* _Given problem 1_:
Reproduce the passage on the electric race track and its flat and banked curves word for word, changing nothing.

-------- Extract provided

For each car there is a maximum speed above which it will stay on the track as it goes around the banked curve, but will spin out (and possibly fly off the track) on the flat curve.
Shown above is an electric race track with two cars on it, one in each lane. You use the two pistol-shaped controls to start the cars moving around the track, and to adjust their speeds. The red control operates the car in the outside lane, and the black control operates the car in the inside lane. The box between the controls and the track produces motor sounds when you activate the controls, if you wish. (You can switch these on or off with the yellow knob on the box.) The track has two straightaways, a flat curve and a banked curve. The straightaways are 70.5 cm long, and the radius of the flat curve is 15.1 cm for the inside lane and 20.5 cm for the outside lane. Assuming that the radii around the banked curve are the same as those for the flat curve, the overall length of the loop is 235.0 cm for the inside lane and 269.8 cm for the outside lane. The middle of the banked curve sits at about 34.5 degrees.
As the other demonstrations in this chapter show, in order for an object to move in a circular path, it must experience a sideways force accelerating it toward the center of the circle, whose magnitude is mv2/r, where m is the mass of the object, v is its tangential velocity and r is the radius of the circle in which it moves. (See demonstration 16.03 -- Ball on turntable.) For the toy cars going around the flat curve, as for a car going around a flat curve in a road, friction between the car tires and the road surface provides this centripetal force:
μmg = mv2/r, or μg = v2/r
We see that as long as μ ≥ v2/gr, the car stays on the road, but if the car is going fast enough that v2/gr > μ, (v > √(μgr) ), then the car skids outward, and possibly off the road, as it goes around the turn. Note that the friction that acts here is static friction, as long as the wheels of the car are rolling without slipping. Since the centripetal force is inversely proportional to the radius of the curve, the speed at which the car skids off the road is higher for the car in the outside lane than for the car in the inside lane. The car in the outside lane can go faster than can the car in the inside lane, before it skids off the curve. With good enough control of the cars, it may be possible to show this.

----------------
-------- Listing

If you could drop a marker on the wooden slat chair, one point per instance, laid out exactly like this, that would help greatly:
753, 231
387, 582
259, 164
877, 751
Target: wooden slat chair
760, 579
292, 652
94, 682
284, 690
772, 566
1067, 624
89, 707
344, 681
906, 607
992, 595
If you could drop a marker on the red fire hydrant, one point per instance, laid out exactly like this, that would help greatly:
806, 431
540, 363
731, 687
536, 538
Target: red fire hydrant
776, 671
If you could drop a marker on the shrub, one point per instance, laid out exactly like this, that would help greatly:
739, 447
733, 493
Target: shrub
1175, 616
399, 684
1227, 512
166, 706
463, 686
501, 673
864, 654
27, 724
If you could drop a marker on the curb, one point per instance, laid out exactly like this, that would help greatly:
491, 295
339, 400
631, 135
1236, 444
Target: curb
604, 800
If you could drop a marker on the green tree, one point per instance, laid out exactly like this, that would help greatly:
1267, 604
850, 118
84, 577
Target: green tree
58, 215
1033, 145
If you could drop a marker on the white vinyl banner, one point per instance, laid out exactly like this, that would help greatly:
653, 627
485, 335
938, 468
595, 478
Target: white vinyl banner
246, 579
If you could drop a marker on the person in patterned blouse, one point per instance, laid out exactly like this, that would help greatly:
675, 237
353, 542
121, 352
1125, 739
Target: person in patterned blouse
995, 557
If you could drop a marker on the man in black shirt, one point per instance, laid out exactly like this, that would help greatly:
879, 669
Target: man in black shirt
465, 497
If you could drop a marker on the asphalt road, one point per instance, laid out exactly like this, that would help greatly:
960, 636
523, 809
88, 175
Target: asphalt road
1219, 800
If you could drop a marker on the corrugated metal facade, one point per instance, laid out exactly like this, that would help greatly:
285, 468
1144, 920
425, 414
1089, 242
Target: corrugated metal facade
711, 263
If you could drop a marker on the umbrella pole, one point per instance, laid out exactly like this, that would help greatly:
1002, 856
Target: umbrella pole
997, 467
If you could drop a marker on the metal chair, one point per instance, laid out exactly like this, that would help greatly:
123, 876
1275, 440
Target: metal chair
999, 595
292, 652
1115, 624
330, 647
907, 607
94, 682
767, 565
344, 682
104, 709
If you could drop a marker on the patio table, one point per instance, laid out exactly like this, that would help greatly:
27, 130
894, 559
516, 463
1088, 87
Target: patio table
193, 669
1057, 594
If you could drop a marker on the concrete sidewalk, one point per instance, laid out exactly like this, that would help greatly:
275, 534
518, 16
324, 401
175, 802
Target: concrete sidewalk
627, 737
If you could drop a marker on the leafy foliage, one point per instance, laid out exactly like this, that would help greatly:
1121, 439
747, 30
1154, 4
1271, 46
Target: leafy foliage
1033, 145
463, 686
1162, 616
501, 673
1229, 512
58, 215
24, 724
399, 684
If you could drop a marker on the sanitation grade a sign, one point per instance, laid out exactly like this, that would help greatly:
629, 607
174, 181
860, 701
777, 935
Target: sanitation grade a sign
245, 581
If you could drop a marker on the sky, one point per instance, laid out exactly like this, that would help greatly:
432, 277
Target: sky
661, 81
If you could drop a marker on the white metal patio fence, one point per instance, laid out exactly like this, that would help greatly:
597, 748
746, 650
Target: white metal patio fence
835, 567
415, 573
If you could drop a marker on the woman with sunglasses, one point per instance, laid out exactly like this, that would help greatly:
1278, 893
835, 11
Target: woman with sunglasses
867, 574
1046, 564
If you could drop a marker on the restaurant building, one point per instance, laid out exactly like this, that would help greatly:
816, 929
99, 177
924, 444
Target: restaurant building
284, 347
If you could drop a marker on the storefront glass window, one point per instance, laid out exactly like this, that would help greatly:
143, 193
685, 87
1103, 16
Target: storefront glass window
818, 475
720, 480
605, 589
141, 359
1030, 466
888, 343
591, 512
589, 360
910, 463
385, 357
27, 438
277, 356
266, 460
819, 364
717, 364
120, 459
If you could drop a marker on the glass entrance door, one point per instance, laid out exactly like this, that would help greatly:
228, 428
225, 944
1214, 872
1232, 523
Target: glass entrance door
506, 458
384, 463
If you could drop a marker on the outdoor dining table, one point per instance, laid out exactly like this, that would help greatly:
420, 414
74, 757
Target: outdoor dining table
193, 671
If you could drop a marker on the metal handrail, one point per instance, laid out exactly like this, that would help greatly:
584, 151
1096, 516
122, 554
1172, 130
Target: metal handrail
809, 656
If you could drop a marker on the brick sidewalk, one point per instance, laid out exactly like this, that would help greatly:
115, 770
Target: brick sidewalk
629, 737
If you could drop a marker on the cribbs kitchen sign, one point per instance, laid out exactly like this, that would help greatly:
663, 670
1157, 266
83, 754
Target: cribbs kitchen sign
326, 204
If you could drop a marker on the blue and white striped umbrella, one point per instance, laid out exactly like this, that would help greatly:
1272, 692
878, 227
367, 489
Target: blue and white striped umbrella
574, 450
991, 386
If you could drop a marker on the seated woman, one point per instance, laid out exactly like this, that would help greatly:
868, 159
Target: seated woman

----------------

* _Given problem 2_:
Recast the part of the records that opens with the line containing "If you could drop a marker on the brick" and closes with the last line of the records, both ends included, as a JSON list of strings with one string per line and blank lines omitted.

* _Correct answer 1_:
For each car there is a maximum speed above which it will stay on the track as it goes around the banked curve, but will spin out (and possibly fly off the track) on the flat curve.
Shown above is an electric race track with two cars on it, one in each lane. You use the two pistol-shaped controls to start the cars moving around the track, and to adjust their speeds. The red control operates the car in the outside lane, and the black control operates the car in the inside lane. The box between the controls and the track produces motor sounds when you activate the controls, if you wish. (You can switch these on or off with the yellow knob on the box.) The track has two straightaways, a flat curve and a banked curve. The straightaways are 70.5 cm long, and the radius of the flat curve is 15.1 cm for the inside lane and 20.5 cm for the outside lane. Assuming that the radii around the banked curve are the same as those for the flat curve, the overall length of the loop is 235.0 cm for the inside lane and 269.8 cm for the outside lane. The middle of the banked curve sits at about 34.5 degrees.
As the other demonstrations in this chapter show, in order for an object to move in a circular path, it must experience a sideways force accelerating it toward the center of the circle, whose magnitude is mv2/r, where m is the mass of the object, v is its tangential velocity and r is the radius of the circle in which it moves. (See demonstration 16.03 -- Ball on turntable.) For the toy cars going around the flat curve, as for a car going around a flat curve in a road, friction between the car tires and the road surface provides this centripetal force:
μmg = mv2/r, or μg = v2/r
We see that as long as μ ≥ v2/gr, the car stays on the road, but if the car is going fast enough that v2/gr > μ, (v > √(μgr) ), then the car skids outward, and possibly off the road, as it goes around the turn. Note that the friction that acts here is static friction, as long as the wheels of the car are rolling without slipping. Since the centripetal force is inversely proportional to the radius of the curve, the speed at which the car skids off the road is higher for the car in the outside lane than for the car in the inside lane. The car in the outside lane can go faster than can the car in the inside lane, before it skids off the curve. With good enough control of the cars, it may be possible to show this.

* _Correct answer 2_:
[
  "If you could drop a marker on the brick sidewalk, one point per instance, laid out exactly like this, that would help greatly:",
  "115, 770",
  "Target: brick sidewalk",
  "629, 737",
  "If you could drop a marker on the cribbs kitchen sign, one point per instance, laid out exactly like this, that would help greatly:",
  "663, 670",
  "1157, 266",
  "83, 754",
  "Target: cribbs kitchen sign",
  "326, 204",
  "If you could drop a marker on the blue and white striped umbrella, one point per instance, laid out exactly like this, that would help greatly:",
  "1272, 692",
  "878, 227",
  "367, 489",
  "Target: blue and white striped umbrella",
  "574, 450",
  "991, 386",
  "If you could drop a marker on the seated woman, one point per instance, laid out exactly like this, that would help greatly:",
  "868, 159",
  "Target: seated woman"
]